====== SUPPLIED DATA

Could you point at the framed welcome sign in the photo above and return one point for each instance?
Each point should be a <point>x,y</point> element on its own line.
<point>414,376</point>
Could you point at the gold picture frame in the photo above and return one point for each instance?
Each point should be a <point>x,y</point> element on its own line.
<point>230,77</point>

============

» EXERCISE AIM:
Please rewrite all of the data above as a numbered list, one line per item, and leave out any blank lines.

» FINAL RESULT:
1. Could you point at the framed welcome sign in the photo above and return one point for each instance?
2. Each point should be a <point>x,y</point> element on its own line.
3. <point>414,376</point>
4. Could you point at the gold picture frame in the photo above and return one point for each instance?
5. Each point should be a <point>x,y</point> element on its own line.
6. <point>230,77</point>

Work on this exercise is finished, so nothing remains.